Records supplied:
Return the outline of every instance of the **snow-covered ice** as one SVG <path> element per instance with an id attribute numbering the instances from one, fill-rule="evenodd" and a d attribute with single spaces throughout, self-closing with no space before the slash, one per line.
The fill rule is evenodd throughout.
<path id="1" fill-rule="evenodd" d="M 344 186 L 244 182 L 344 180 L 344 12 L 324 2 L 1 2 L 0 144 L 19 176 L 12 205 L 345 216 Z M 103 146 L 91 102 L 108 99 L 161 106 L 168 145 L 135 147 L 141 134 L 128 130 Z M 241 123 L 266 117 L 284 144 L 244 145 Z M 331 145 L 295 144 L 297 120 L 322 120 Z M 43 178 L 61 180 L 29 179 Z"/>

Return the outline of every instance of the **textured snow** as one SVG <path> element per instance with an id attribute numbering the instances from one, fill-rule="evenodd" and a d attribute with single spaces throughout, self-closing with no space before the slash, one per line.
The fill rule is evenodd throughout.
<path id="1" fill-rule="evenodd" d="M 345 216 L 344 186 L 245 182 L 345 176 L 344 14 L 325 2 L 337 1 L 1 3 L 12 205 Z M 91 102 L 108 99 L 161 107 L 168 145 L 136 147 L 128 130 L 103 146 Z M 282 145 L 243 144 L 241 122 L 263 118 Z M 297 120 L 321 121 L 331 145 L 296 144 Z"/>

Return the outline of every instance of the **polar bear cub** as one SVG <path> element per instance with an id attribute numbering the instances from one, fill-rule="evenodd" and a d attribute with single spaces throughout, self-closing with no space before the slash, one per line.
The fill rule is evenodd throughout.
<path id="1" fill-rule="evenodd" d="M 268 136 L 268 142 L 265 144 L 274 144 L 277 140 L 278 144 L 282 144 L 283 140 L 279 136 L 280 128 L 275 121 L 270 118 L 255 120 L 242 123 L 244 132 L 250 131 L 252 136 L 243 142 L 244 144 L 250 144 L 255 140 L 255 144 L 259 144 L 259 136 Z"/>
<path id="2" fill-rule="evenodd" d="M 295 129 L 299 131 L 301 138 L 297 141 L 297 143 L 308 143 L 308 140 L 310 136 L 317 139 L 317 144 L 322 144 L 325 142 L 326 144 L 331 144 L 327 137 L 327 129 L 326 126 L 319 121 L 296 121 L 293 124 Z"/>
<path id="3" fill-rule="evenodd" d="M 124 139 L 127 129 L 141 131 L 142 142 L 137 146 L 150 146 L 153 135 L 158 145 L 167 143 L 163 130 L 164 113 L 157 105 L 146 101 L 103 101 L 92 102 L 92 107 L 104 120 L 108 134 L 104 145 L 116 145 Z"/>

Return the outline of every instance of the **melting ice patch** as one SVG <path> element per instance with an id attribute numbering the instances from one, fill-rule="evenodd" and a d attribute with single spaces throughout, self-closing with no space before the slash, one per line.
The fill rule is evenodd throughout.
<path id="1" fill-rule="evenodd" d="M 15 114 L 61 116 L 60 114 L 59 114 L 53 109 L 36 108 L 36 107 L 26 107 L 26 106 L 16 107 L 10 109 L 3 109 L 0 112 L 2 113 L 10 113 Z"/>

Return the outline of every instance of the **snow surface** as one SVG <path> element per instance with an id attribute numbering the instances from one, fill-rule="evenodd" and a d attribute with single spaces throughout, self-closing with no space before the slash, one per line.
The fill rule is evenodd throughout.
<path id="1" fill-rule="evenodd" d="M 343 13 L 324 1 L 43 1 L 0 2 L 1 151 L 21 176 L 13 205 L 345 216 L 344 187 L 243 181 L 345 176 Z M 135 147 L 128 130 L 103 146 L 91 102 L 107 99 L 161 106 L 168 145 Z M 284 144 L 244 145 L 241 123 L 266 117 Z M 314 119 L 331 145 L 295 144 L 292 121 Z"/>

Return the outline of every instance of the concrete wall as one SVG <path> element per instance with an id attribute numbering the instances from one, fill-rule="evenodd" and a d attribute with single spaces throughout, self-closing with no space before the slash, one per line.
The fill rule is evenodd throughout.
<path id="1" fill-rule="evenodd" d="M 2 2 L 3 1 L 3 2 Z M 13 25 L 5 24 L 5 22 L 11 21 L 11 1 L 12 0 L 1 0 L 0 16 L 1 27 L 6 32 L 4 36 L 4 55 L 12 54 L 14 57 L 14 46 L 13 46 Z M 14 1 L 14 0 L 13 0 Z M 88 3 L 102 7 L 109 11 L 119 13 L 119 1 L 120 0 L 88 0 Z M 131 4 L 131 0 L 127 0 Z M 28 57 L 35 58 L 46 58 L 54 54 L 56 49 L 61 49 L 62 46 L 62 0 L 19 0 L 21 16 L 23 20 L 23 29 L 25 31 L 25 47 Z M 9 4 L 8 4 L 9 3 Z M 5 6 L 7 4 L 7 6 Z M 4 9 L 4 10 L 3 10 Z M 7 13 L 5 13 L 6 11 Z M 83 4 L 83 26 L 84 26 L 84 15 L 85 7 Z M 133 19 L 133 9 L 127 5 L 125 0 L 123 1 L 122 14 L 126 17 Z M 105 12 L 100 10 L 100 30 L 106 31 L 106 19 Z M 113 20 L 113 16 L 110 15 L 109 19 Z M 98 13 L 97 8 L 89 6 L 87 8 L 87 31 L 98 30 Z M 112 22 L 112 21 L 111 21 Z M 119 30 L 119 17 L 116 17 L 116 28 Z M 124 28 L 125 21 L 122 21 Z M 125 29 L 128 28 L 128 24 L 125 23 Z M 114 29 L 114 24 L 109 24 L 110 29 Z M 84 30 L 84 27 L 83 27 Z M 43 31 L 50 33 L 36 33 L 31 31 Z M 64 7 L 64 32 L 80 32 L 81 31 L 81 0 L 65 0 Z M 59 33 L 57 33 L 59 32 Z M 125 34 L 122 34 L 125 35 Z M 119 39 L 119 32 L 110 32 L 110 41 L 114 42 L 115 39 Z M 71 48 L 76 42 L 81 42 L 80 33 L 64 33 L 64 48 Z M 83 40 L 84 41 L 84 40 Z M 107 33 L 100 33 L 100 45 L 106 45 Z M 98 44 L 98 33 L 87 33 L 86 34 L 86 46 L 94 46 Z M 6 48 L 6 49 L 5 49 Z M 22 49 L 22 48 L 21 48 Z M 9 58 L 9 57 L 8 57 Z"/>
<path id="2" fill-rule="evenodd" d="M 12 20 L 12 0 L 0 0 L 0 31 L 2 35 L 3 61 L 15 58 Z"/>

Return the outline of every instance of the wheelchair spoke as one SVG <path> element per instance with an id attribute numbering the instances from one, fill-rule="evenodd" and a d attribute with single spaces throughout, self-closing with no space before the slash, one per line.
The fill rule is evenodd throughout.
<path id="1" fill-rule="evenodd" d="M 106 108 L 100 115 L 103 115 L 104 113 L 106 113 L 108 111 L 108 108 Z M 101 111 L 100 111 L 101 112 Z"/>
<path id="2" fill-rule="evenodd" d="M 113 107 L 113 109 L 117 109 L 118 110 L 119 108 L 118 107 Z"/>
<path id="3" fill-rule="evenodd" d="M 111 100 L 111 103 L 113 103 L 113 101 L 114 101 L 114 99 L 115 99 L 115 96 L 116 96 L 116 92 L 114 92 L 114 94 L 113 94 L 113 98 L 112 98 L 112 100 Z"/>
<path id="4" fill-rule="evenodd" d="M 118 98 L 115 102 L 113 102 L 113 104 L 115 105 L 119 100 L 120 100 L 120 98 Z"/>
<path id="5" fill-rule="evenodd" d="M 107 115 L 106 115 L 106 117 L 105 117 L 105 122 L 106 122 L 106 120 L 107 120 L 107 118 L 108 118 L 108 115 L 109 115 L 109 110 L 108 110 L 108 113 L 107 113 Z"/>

Exercise description: Pull out every line of the records that contains the string "snow", matching case exactly.

Task result:
Return the outline of every instance of the **snow-covered ice** as one SVG <path> element per instance with an id attribute numbering the instances from one, fill-rule="evenodd" and a d attribute with single spaces throughout, self-closing with no space before the slash, one per line.
Return the outline of every instance of the **textured snow** as one SVG <path> element per instance with an id attribute numbering the instances from one, fill-rule="evenodd" and a d attribute with single spaces throughout, self-closing with no space before the slash, one per line.
Return the outline of every instance of the **snow surface** as one SVG <path> element per instance with an id attribute numbering the instances from one, fill-rule="evenodd" and a d attribute with single spaces throughout, self-closing with no space before the slash, one per line.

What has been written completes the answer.